(Beginning of Data supplied)

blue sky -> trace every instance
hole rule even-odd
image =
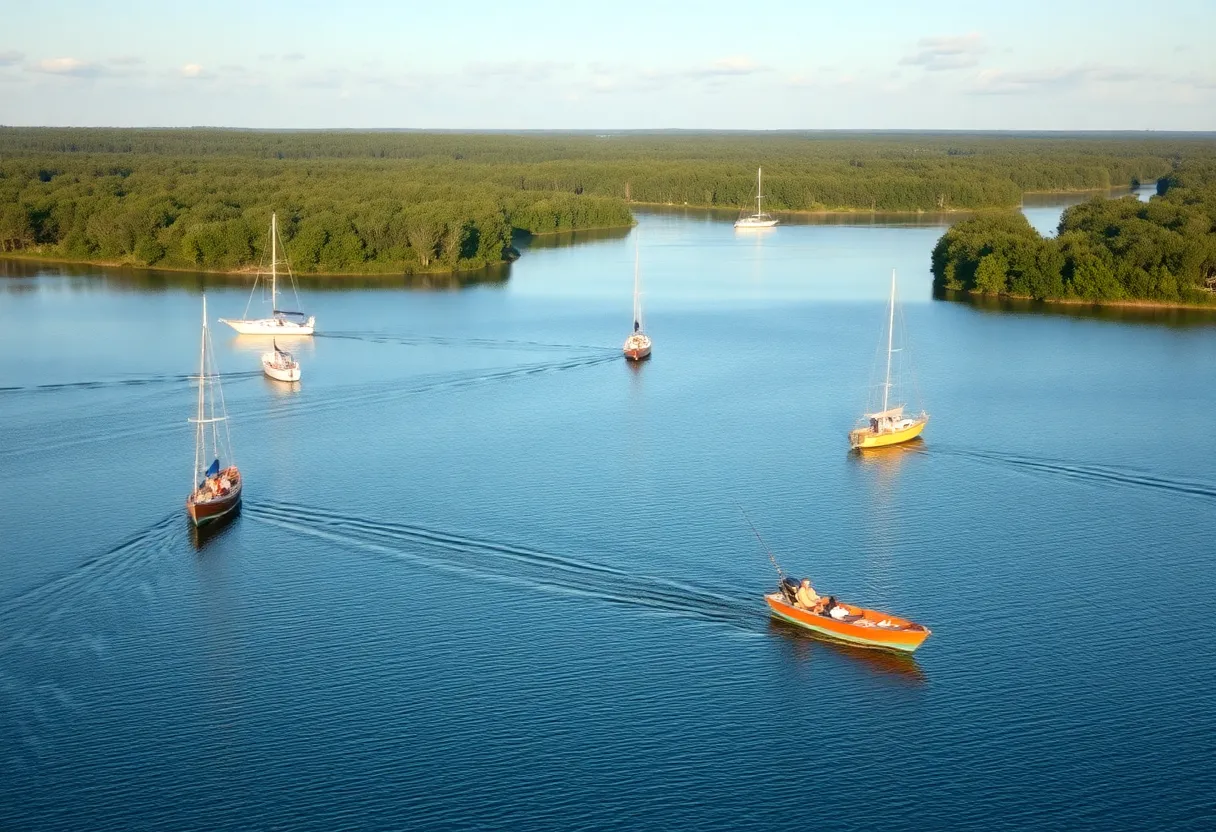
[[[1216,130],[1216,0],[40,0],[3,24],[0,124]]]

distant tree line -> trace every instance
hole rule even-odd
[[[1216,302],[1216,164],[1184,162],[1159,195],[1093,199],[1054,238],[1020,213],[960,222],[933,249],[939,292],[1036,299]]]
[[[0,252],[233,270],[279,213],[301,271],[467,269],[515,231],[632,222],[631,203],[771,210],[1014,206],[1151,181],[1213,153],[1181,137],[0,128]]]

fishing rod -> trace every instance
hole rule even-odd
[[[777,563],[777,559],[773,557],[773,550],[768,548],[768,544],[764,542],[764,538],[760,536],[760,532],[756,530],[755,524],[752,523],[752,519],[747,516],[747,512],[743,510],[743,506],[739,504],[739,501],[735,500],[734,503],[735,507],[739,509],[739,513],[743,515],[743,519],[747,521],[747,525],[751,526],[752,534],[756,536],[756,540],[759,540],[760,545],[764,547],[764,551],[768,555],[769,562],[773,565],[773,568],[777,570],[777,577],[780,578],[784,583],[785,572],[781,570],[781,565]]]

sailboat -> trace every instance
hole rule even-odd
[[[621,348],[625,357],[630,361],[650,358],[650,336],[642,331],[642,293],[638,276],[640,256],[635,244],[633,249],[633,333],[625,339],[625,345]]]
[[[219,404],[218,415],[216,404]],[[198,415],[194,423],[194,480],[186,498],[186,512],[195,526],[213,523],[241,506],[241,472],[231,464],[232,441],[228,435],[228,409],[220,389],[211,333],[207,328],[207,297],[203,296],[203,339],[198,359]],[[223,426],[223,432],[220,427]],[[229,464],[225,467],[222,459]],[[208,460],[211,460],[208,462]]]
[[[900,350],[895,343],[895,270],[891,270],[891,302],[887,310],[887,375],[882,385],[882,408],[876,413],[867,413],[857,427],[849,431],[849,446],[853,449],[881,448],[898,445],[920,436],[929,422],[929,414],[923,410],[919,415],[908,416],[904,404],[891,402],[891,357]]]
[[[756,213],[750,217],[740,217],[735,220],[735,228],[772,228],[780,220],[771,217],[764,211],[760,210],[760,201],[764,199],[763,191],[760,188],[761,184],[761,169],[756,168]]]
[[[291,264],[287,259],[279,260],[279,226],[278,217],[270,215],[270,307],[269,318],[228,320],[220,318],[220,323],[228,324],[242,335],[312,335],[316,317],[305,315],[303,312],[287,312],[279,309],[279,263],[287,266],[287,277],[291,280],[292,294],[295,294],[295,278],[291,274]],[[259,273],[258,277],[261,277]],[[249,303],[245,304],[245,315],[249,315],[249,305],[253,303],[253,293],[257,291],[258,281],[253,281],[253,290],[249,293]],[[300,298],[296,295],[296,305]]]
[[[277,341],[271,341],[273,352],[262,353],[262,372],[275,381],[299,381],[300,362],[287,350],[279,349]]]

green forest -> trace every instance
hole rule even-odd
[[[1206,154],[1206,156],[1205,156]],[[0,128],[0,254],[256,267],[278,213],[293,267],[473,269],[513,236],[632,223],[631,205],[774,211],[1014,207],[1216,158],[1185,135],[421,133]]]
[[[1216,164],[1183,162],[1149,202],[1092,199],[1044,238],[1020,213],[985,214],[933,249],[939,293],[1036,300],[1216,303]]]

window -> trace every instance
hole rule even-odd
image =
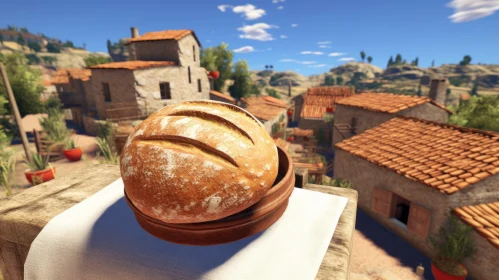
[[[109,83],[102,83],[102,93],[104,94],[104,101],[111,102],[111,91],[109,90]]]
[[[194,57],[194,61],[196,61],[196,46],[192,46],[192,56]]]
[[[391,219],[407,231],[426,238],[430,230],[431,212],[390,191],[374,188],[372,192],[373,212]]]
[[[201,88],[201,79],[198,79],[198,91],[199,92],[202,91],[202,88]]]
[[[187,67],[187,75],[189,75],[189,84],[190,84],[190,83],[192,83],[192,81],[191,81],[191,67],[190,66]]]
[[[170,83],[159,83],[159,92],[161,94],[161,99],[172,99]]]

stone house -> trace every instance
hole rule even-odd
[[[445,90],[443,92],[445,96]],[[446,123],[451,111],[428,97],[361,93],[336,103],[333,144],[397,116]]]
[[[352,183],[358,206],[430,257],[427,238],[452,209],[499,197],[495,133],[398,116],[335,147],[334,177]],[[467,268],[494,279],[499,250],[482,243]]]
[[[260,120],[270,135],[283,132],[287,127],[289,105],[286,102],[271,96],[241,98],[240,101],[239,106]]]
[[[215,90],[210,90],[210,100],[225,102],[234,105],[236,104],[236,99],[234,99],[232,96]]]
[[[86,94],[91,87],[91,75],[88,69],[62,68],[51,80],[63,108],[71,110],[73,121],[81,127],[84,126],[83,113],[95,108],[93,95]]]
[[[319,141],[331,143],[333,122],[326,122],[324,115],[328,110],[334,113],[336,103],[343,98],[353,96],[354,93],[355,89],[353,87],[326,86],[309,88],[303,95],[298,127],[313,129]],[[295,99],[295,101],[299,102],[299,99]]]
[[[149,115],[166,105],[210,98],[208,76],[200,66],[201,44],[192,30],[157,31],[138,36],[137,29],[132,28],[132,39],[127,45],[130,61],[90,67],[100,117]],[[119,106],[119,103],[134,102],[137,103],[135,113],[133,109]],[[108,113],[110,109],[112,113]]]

(End of Data supplied)

Exercise prompt => Reproduce the material above in full, exactly, with no images.

Task answer =>
blue sky -> trace every instance
hole rule even-odd
image =
[[[1216,130],[1216,0],[40,0],[3,24],[0,124]]]

distant tree line -> trace every instance
hole rule even-odd
[[[1216,302],[1216,164],[1184,162],[1159,195],[1093,199],[1054,238],[1020,213],[960,222],[933,249],[939,292],[1036,299]]]
[[[0,252],[233,270],[279,213],[301,271],[467,269],[515,231],[632,222],[631,203],[771,210],[1014,206],[1151,181],[1213,153],[1181,137],[0,128]]]

fishing rod -> trace every instance
hole rule even-odd
[[[777,563],[777,559],[773,557],[773,550],[768,548],[768,544],[764,542],[764,538],[760,536],[760,532],[756,530],[755,524],[752,523],[752,519],[747,516],[747,512],[743,510],[743,506],[739,504],[739,501],[735,500],[734,503],[735,507],[739,509],[739,513],[743,515],[743,519],[747,521],[747,525],[751,526],[752,534],[756,536],[756,540],[759,540],[760,545],[764,547],[764,551],[768,555],[769,562],[773,565],[773,568],[777,570],[777,577],[780,578],[784,583],[785,572],[781,570],[781,565]]]

sailboat -> trace every instance
hole rule even-odd
[[[621,348],[625,357],[630,361],[650,358],[650,336],[642,331],[642,293],[638,276],[640,256],[635,244],[633,249],[633,333],[625,339],[625,345]]]
[[[219,404],[218,415],[216,404]],[[198,415],[194,423],[194,480],[186,498],[186,512],[195,526],[213,523],[241,506],[241,472],[231,464],[232,441],[228,435],[228,409],[220,389],[211,333],[207,328],[207,297],[203,296],[203,339],[198,359]],[[223,426],[223,432],[220,427]],[[229,464],[225,467],[222,459]],[[208,460],[211,460],[208,462]]]
[[[900,350],[895,343],[895,270],[891,270],[891,302],[887,310],[887,375],[882,385],[882,408],[876,413],[867,413],[857,427],[849,431],[849,446],[853,449],[881,448],[898,445],[920,436],[929,422],[929,414],[923,410],[919,415],[908,416],[904,404],[891,402],[891,357]]]
[[[756,213],[750,217],[740,217],[735,220],[735,228],[772,228],[780,220],[771,217],[764,211],[760,210],[760,201],[764,199],[763,191],[760,188],[761,184],[761,169],[756,168]]]
[[[291,264],[287,259],[279,260],[279,226],[278,217],[270,215],[270,307],[269,318],[228,320],[220,318],[220,323],[228,324],[242,335],[312,335],[316,317],[305,315],[303,312],[287,312],[279,309],[279,263],[287,266],[287,277],[291,280],[292,294],[295,294],[295,278],[291,274]],[[259,273],[258,277],[261,277]],[[249,303],[245,304],[245,315],[249,315],[249,305],[253,303],[253,293],[257,291],[258,281],[253,281],[253,290],[249,293]],[[300,298],[296,295],[296,305]]]
[[[277,341],[271,341],[273,352],[262,353],[262,372],[275,381],[299,381],[300,362],[287,350],[279,349]]]

green forest -> trace every instance
hole rule even-odd
[[[1206,154],[1206,156],[1205,156]],[[0,128],[0,254],[256,267],[278,213],[293,267],[473,269],[513,236],[632,223],[631,205],[774,211],[1014,207],[1216,158],[1185,135],[421,133]]]
[[[1216,164],[1183,162],[1149,202],[1092,199],[1044,238],[1020,213],[985,214],[933,249],[939,293],[1036,300],[1216,303]]]

window -> trace every instance
hole rule even-odd
image =
[[[109,83],[102,83],[102,93],[104,94],[104,101],[111,102],[111,91],[109,90]]]
[[[194,57],[194,61],[196,61],[196,46],[192,46],[192,56]]]
[[[391,219],[407,231],[426,238],[430,230],[431,212],[390,191],[374,188],[372,192],[373,212]]]
[[[201,88],[201,79],[198,79],[198,91],[199,92],[202,91],[202,88]]]
[[[187,67],[187,75],[189,75],[189,84],[190,84],[190,83],[192,83],[192,81],[191,81],[191,67],[190,66]]]
[[[170,83],[159,83],[159,92],[161,94],[161,99],[172,99]]]

stone house -> trace every instance
hole rule even-odd
[[[445,90],[443,92],[445,96]],[[446,123],[451,111],[428,97],[361,93],[336,103],[333,144],[397,116]]]
[[[352,183],[358,206],[430,257],[427,238],[452,209],[499,197],[495,133],[398,116],[335,147],[334,177]],[[467,268],[494,279],[499,250],[482,243]]]
[[[260,120],[270,135],[283,132],[287,127],[289,105],[286,102],[271,96],[241,98],[240,101],[239,106]]]
[[[215,90],[210,90],[210,100],[225,102],[234,105],[236,104],[236,99],[234,99],[232,96]]]
[[[86,94],[91,87],[91,75],[88,69],[62,68],[51,80],[63,108],[71,110],[73,121],[81,127],[84,126],[83,113],[95,108],[93,95]]]
[[[319,141],[331,143],[333,122],[326,122],[324,115],[328,110],[334,113],[336,103],[343,98],[353,96],[354,93],[355,89],[353,87],[326,86],[309,88],[303,95],[298,127],[313,129]],[[295,99],[295,101],[299,102],[299,99]]]
[[[149,115],[166,105],[210,98],[208,76],[200,66],[201,44],[192,30],[157,31],[138,36],[137,29],[132,28],[132,39],[127,45],[130,61],[90,67],[100,117]],[[119,106],[119,103],[134,102],[137,103],[135,113],[133,109]],[[108,113],[110,109],[112,113]]]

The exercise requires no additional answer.